▶ [REQUIRED WORK]: Convert the records below into a numbered list with no blank lines, leaving the pictures out of your answer.

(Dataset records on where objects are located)
- - - - -

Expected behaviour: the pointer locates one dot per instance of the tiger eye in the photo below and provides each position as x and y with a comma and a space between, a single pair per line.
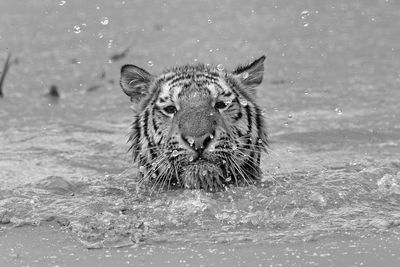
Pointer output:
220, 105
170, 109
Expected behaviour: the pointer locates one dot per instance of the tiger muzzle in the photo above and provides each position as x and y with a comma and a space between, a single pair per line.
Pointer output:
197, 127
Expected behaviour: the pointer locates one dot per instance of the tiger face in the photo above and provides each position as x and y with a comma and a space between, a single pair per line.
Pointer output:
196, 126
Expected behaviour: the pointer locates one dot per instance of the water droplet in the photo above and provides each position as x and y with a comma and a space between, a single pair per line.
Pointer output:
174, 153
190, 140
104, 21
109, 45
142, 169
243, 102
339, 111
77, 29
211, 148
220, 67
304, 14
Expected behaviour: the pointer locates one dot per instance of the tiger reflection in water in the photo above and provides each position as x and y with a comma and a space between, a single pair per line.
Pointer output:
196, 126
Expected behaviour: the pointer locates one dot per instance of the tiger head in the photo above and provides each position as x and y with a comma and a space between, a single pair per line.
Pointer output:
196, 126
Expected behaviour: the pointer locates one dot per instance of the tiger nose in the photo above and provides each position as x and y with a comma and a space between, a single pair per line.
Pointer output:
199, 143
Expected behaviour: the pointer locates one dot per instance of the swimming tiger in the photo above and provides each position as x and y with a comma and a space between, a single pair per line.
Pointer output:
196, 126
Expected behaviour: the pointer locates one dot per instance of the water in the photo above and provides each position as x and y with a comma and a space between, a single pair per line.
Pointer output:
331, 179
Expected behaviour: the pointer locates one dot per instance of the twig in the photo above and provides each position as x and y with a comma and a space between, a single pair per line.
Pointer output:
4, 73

- - - - -

▶ [SOLUTION]:
1. Expected behaviour: the pointer locates one dot per instance of the tiger eye in the photo below and provides each position as x and y with a comma and a space between, a single pair per line.
2. Pointer output:
3. 220, 105
4. 170, 109
5. Expected behaviour: the pointer locates one dot per instance of the tiger muzzle in the photo above and provides each position as x and y with a comma and a space between, a single pair per line.
6. Pointer output:
7. 197, 127
8. Expected behaviour: the pointer locates one dot per instance of the tiger face in the photo above and provides each position as x and y with a comma and a space between, a single pair per line.
9. Pointer output:
10. 196, 126
11. Expected behaviour: the pointer locates one dot per instance of the water droplet in the photo above and provides each position as x and y with a comma and a space between, a single pair per line.
12. Pointer output:
13. 174, 153
14. 190, 140
15. 104, 21
16. 109, 45
17. 142, 169
18. 243, 102
19. 339, 111
20. 77, 29
21. 211, 148
22. 220, 67
23. 304, 14
24. Expected behaviour: the pointer locates one dot per instance of the tiger reflection in water in the photo above and provides each position as x and y with a comma and a space between, a single pair per line.
25. Pointer output:
26. 196, 126
27. Expected behaviour: the pointer locates one dot per instance of the tiger head in the photo above and provides each position as x and y with a comma and a space between, a single pair per line.
28. Pointer output:
29. 196, 126
30. Expected behaviour: the pointer locates one dot per instance of the tiger nose in the photo above and provides each position as x and y with a comma and a space between, a single pair per line.
31. Pointer output:
32. 199, 143
33. Expected behaviour: the pointer locates one dot per instance of the swimming tiger in the photo above and provides each position as x and y with a comma and a space between, a single pair per line.
34. Pointer output:
35. 196, 126
36. Expected behaviour: the pointer locates one dot per instance of the water in the photo above and provides each position as x and y with a comma and a space between, a single pair per line.
37. Pointer output:
38. 331, 179
39. Expected behaviour: the pointer locates one dot per instance of the twig in the photo above and provides each position as x and y with a comma and a space between, a single pair per line.
40. Pointer output:
41. 4, 73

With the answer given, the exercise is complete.